● **What the exercise asks**:
Rewrite the records below with every "put a dot" changed to "place a mark", leaving everything else as it is.
:: Entries provided
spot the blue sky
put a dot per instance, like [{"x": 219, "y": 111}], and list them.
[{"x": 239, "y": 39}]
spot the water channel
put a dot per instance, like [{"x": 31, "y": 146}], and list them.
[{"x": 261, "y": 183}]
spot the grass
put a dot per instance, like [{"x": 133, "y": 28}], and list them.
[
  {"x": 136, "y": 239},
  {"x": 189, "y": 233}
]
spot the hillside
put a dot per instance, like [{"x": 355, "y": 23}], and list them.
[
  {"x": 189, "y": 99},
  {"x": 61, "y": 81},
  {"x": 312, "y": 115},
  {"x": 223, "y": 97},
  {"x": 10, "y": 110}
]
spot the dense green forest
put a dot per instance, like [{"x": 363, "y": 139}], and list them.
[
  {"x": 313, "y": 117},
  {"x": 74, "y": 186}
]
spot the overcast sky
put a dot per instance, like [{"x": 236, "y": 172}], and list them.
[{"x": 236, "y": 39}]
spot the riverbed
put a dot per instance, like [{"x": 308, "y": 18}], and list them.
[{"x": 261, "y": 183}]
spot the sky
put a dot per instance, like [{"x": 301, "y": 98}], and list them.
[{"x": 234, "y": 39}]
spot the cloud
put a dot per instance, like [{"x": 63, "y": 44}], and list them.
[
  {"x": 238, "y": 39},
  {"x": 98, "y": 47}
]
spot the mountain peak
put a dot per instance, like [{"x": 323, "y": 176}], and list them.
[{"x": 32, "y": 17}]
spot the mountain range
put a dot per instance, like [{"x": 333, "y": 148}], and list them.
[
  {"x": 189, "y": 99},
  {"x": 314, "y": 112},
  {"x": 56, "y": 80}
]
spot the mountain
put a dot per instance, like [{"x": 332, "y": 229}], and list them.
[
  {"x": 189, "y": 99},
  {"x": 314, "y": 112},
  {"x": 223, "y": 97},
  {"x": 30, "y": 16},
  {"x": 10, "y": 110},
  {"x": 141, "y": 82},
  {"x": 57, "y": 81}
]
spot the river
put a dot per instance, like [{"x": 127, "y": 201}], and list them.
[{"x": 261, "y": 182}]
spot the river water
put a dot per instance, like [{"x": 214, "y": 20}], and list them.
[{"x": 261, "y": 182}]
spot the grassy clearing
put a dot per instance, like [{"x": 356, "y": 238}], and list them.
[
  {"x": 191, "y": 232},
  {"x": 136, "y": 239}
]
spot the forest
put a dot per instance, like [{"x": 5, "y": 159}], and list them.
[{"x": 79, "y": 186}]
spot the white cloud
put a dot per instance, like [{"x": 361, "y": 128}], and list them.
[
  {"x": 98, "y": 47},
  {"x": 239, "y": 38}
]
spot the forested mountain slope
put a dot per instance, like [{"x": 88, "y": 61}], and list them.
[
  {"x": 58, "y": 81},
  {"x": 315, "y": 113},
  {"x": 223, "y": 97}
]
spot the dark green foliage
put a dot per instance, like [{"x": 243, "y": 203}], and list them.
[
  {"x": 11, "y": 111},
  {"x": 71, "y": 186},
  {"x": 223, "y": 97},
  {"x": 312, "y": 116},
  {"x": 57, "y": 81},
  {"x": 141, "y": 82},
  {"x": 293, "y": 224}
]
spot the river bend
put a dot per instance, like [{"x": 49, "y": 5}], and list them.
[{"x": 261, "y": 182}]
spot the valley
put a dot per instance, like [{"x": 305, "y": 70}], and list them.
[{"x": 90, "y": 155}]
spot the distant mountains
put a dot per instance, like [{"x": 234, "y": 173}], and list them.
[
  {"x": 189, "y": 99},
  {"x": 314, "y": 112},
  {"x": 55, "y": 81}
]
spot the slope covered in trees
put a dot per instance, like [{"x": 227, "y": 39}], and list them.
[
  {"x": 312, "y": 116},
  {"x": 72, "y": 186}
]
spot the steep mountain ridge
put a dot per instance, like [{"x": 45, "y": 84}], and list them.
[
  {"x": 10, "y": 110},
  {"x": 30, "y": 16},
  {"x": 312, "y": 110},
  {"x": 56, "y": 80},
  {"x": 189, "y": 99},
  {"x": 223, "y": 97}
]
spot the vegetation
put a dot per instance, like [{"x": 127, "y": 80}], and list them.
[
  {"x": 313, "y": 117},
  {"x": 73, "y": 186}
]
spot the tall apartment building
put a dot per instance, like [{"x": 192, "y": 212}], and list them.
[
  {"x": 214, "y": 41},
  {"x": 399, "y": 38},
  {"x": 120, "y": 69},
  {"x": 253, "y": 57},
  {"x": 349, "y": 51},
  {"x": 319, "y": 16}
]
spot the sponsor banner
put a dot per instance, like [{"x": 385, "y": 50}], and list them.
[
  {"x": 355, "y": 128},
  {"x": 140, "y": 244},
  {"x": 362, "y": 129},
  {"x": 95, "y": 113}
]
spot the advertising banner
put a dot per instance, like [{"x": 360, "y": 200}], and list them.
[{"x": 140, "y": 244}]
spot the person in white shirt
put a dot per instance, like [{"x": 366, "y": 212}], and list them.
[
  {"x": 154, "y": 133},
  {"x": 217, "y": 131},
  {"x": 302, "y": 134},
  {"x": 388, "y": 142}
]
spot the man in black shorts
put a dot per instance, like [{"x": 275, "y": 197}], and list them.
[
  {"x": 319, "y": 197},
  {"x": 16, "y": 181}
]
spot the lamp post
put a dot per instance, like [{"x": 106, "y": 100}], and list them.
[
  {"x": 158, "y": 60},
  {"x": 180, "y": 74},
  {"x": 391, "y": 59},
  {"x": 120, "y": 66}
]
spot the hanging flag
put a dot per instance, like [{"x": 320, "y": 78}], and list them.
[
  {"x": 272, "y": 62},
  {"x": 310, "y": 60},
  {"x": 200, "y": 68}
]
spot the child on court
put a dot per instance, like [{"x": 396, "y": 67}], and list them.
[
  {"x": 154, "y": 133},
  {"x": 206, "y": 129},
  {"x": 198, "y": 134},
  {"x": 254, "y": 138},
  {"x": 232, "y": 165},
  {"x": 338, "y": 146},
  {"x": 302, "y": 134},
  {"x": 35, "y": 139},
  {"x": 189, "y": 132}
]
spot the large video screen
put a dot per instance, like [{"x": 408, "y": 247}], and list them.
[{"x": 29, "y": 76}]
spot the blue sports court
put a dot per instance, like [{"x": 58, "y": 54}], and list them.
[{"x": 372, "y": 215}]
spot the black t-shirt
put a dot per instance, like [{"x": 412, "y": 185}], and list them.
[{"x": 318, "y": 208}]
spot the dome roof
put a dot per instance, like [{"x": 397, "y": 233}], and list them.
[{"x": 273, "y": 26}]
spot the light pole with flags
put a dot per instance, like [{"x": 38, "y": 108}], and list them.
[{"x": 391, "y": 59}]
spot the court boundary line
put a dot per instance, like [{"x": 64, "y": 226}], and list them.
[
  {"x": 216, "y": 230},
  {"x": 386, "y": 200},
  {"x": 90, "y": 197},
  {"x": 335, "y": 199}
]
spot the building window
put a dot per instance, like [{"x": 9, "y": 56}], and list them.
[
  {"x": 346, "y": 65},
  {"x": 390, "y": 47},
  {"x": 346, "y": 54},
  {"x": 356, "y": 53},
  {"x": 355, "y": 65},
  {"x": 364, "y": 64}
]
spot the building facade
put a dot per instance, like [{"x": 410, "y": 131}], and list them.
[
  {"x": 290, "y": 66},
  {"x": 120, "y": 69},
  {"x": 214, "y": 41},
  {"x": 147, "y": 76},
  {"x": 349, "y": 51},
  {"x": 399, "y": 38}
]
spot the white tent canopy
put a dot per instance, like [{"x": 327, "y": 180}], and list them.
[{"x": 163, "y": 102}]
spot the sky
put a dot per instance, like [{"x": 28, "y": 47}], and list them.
::::
● **Solution to this task**:
spot the blue sky
place a mark per instance, like [{"x": 219, "y": 111}], and list them.
[{"x": 239, "y": 39}]
spot the water channel
place a mark per instance, like [{"x": 31, "y": 146}], and list them.
[{"x": 261, "y": 183}]
spot the grass
place a mark per instance, like [{"x": 133, "y": 28}], and list them.
[
  {"x": 136, "y": 239},
  {"x": 189, "y": 233}
]
spot the hillside
place a mark per instance, like [{"x": 355, "y": 23}], and list them.
[
  {"x": 189, "y": 99},
  {"x": 61, "y": 81},
  {"x": 312, "y": 115},
  {"x": 223, "y": 97},
  {"x": 10, "y": 110}
]
spot the dense green forest
place a mark per instance, like [{"x": 363, "y": 139}], and list them.
[
  {"x": 313, "y": 117},
  {"x": 74, "y": 186}
]
spot the overcast sky
place a mark per instance, like [{"x": 236, "y": 172}], and list them.
[{"x": 236, "y": 39}]
spot the riverbed
place a mark per instance, like [{"x": 308, "y": 18}], and list them.
[{"x": 261, "y": 183}]
spot the sky
place a mark per instance, like [{"x": 301, "y": 98}], and list them.
[{"x": 234, "y": 39}]
spot the cloud
place a mark per instance, like [{"x": 63, "y": 44}], and list them.
[
  {"x": 238, "y": 39},
  {"x": 98, "y": 47}
]
spot the mountain peak
place a mark per instance, like [{"x": 323, "y": 176}], and list them.
[{"x": 32, "y": 17}]
spot the mountain range
place a mark per instance, like [{"x": 333, "y": 148}], and list them.
[
  {"x": 189, "y": 99},
  {"x": 314, "y": 112},
  {"x": 56, "y": 80}
]
spot the mountain
place a mark per instance, like [{"x": 332, "y": 229}], and list them.
[
  {"x": 189, "y": 99},
  {"x": 314, "y": 112},
  {"x": 223, "y": 97},
  {"x": 30, "y": 16},
  {"x": 10, "y": 110},
  {"x": 141, "y": 82},
  {"x": 57, "y": 81}
]
spot the river
place a mark per instance, like [{"x": 127, "y": 201}], and list them.
[{"x": 261, "y": 182}]
spot the river water
place a mark per instance, like [{"x": 214, "y": 20}], and list them.
[{"x": 261, "y": 182}]
spot the grassy clearing
place a mark per instance, like [{"x": 356, "y": 238}], and list them.
[
  {"x": 191, "y": 232},
  {"x": 136, "y": 239}
]
spot the forest
place a mark per instance, like [{"x": 5, "y": 159}], and list them.
[{"x": 79, "y": 186}]
spot the white cloud
place a mark per instance, like [{"x": 361, "y": 128}], and list them.
[
  {"x": 98, "y": 47},
  {"x": 239, "y": 38}
]
spot the forested mountain slope
place a mark per instance, like [{"x": 88, "y": 61}], and list them.
[
  {"x": 58, "y": 81},
  {"x": 315, "y": 113},
  {"x": 223, "y": 97}
]
spot the dark green foliage
place a mark per instance, like [{"x": 243, "y": 203}], and list them.
[
  {"x": 11, "y": 111},
  {"x": 71, "y": 186},
  {"x": 223, "y": 97},
  {"x": 312, "y": 116},
  {"x": 57, "y": 81},
  {"x": 141, "y": 82},
  {"x": 293, "y": 224}
]
spot the river bend
place a mark per instance, like [{"x": 49, "y": 5}], and list them.
[{"x": 261, "y": 182}]
spot the valley
place a mark per instance, like [{"x": 305, "y": 70}], and list them.
[{"x": 90, "y": 155}]
spot the distant mountains
place a mark per instance, like [{"x": 234, "y": 173}], and list them.
[
  {"x": 189, "y": 99},
  {"x": 314, "y": 112},
  {"x": 55, "y": 81}
]
spot the slope covered in trees
place a mark per instance, like [{"x": 227, "y": 39}], and list them.
[
  {"x": 312, "y": 116},
  {"x": 72, "y": 186}
]
spot the steep mountain ridge
place a mark per instance, like [{"x": 45, "y": 84}], and list them.
[
  {"x": 10, "y": 110},
  {"x": 30, "y": 16},
  {"x": 312, "y": 110},
  {"x": 56, "y": 80},
  {"x": 189, "y": 99},
  {"x": 223, "y": 97}
]
spot the vegetation
place a mark per instance, like [{"x": 127, "y": 80}], and list them.
[
  {"x": 313, "y": 117},
  {"x": 73, "y": 186}
]
spot the tall apartment building
place a mark per instance, like [{"x": 192, "y": 212}], and list them.
[
  {"x": 214, "y": 41},
  {"x": 399, "y": 38},
  {"x": 120, "y": 69},
  {"x": 253, "y": 57},
  {"x": 349, "y": 51},
  {"x": 319, "y": 16}
]
spot the sponsor banner
place a mark per instance, like [{"x": 385, "y": 50}], and list them.
[
  {"x": 355, "y": 128},
  {"x": 140, "y": 244},
  {"x": 362, "y": 129},
  {"x": 95, "y": 113}
]
spot the advertising banner
place a mark per instance, like [{"x": 360, "y": 200}], and list them.
[{"x": 140, "y": 244}]
spot the person in white shirt
place a mark per instance, like [{"x": 366, "y": 212}], and list them.
[
  {"x": 154, "y": 133},
  {"x": 217, "y": 131},
  {"x": 302, "y": 134},
  {"x": 388, "y": 142}
]
spot the man in black shorts
place a mark per instance, like [{"x": 275, "y": 197}], and list them.
[
  {"x": 319, "y": 197},
  {"x": 16, "y": 181}
]
spot the lamp post
place a mark per instance, like [{"x": 106, "y": 100}], and list them.
[
  {"x": 158, "y": 60},
  {"x": 180, "y": 74},
  {"x": 391, "y": 59},
  {"x": 120, "y": 66}
]
spot the hanging flag
place a mark per instance, like [{"x": 320, "y": 78}], and list them.
[
  {"x": 272, "y": 62},
  {"x": 310, "y": 60},
  {"x": 200, "y": 68}
]
spot the child on court
place a mark per instance, like [{"x": 396, "y": 67}], and list them.
[
  {"x": 154, "y": 133},
  {"x": 206, "y": 129},
  {"x": 198, "y": 134},
  {"x": 254, "y": 138},
  {"x": 232, "y": 165},
  {"x": 338, "y": 146},
  {"x": 302, "y": 134},
  {"x": 35, "y": 139},
  {"x": 189, "y": 132}
]
spot the large video screen
place a mark per instance, like [{"x": 408, "y": 247}], and list them.
[{"x": 29, "y": 76}]
spot the blue sports court
place a mark per instance, like [{"x": 58, "y": 54}], and list them.
[{"x": 372, "y": 215}]
spot the black t-shirt
place a mark per instance, like [{"x": 412, "y": 185}], and list them.
[{"x": 318, "y": 208}]
spot the dome roof
place a mark per instance, like [{"x": 397, "y": 233}], and list them.
[{"x": 273, "y": 26}]
spot the light pole with flags
place a mark per instance, like [{"x": 38, "y": 108}], and list them.
[{"x": 391, "y": 59}]
spot the court boundary line
place a mark per instance, like [{"x": 64, "y": 226}], and list them.
[
  {"x": 216, "y": 230},
  {"x": 386, "y": 200},
  {"x": 90, "y": 197},
  {"x": 335, "y": 199}
]
spot the building window
place a mark per instance, like [{"x": 9, "y": 56}], and list them.
[
  {"x": 346, "y": 65},
  {"x": 390, "y": 47},
  {"x": 346, "y": 54},
  {"x": 356, "y": 53},
  {"x": 355, "y": 65},
  {"x": 364, "y": 64}
]
spot the building facade
place a mark per instance, like [{"x": 410, "y": 131}], and list them.
[
  {"x": 290, "y": 66},
  {"x": 120, "y": 69},
  {"x": 214, "y": 41},
  {"x": 147, "y": 76},
  {"x": 349, "y": 51},
  {"x": 399, "y": 38}
]
spot the white tent canopy
place a mark per instance, like [{"x": 327, "y": 180}], and list them.
[{"x": 163, "y": 102}]
spot the sky
place a mark per instance, like [{"x": 28, "y": 47}], and list them.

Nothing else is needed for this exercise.